Short exercise:
Which lines in the listing below contain the word "surface"? List each of those lines in full, treating uppercase and lowercase as different.

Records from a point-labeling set
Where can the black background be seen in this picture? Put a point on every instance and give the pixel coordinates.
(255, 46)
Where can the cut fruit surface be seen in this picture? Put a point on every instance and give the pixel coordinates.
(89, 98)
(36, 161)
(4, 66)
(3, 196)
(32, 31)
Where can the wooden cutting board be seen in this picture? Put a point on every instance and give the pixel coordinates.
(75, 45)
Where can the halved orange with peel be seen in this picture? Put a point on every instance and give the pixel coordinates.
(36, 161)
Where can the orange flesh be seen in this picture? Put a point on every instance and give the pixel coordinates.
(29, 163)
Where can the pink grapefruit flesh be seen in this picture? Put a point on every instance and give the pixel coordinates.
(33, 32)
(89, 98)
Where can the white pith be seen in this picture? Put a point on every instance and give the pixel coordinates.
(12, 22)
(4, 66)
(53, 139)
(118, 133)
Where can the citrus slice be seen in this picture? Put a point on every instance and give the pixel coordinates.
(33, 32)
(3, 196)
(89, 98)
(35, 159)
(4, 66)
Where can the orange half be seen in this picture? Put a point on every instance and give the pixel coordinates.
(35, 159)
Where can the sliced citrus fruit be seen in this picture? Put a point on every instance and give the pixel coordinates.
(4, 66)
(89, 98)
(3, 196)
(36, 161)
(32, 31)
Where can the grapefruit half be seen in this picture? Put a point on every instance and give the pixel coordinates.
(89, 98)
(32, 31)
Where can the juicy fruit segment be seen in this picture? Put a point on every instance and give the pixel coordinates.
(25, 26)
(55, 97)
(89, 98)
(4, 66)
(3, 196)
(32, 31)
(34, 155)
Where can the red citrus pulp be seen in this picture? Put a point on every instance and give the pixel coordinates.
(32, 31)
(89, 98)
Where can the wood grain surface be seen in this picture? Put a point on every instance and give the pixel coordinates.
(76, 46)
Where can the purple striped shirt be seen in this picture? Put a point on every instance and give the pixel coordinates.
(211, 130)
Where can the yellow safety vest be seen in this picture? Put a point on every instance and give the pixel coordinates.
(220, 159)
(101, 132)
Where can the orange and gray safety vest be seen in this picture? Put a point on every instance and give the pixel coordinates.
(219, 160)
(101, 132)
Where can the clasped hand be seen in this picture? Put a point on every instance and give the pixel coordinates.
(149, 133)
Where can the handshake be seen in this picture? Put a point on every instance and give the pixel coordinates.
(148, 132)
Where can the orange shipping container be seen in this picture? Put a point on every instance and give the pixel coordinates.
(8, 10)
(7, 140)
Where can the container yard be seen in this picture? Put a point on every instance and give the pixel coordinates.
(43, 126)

==

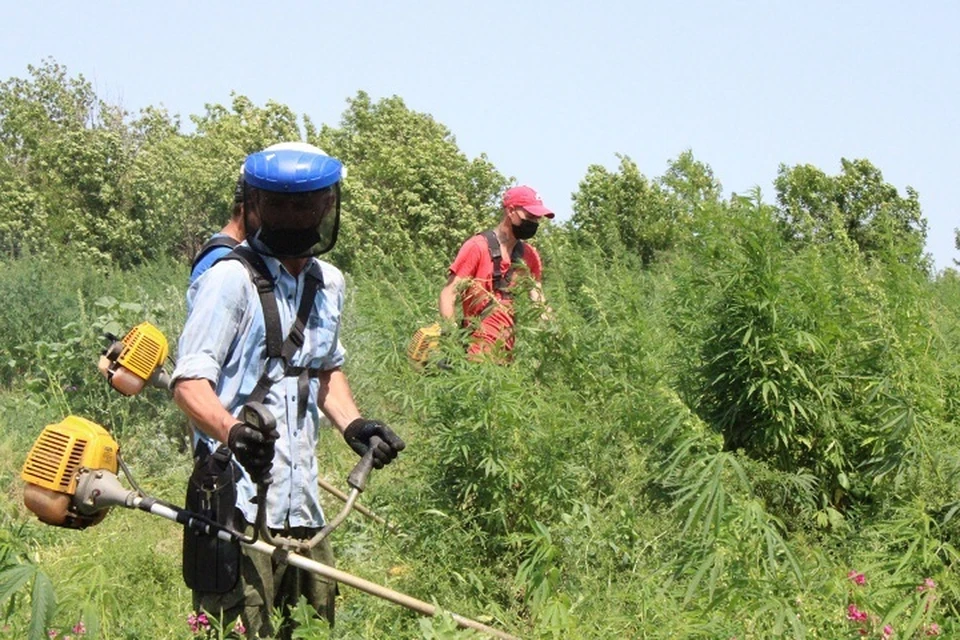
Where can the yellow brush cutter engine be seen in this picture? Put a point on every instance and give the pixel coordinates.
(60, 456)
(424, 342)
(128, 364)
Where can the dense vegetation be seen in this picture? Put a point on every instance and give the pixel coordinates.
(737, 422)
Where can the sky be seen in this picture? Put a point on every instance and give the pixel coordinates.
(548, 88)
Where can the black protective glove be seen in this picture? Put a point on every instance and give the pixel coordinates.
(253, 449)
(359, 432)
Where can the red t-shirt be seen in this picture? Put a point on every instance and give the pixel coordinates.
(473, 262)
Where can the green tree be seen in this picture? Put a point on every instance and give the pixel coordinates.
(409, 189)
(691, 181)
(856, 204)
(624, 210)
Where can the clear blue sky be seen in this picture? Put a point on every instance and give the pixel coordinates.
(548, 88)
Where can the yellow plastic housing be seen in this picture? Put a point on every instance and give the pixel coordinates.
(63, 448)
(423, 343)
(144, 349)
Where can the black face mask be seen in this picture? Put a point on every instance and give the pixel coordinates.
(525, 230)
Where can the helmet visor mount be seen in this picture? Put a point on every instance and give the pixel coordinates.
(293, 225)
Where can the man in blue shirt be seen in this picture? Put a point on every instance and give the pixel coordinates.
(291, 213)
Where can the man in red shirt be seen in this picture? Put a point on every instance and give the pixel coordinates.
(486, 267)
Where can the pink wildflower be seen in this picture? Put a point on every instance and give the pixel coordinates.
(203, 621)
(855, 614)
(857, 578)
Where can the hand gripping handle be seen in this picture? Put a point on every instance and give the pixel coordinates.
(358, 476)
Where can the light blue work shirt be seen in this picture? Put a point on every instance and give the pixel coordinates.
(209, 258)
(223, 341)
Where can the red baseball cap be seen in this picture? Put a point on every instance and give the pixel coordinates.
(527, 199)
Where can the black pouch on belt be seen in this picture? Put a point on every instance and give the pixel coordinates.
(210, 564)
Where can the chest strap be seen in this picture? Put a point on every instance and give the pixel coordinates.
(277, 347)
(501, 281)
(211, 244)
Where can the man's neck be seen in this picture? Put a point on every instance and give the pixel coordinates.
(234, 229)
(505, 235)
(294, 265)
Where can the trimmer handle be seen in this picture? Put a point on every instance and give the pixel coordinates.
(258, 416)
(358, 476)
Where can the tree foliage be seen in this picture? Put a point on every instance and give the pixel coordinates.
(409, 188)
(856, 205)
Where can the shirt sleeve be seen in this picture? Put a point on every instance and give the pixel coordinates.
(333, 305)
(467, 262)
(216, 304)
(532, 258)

Solution to this exercise:
Where can the cut fruit surface be seen in this picture? Put a point on every instance and give the pixel coordinates.
Where can the wood grain surface be seen in this picture? Put a point on every instance and give the pixel coordinates.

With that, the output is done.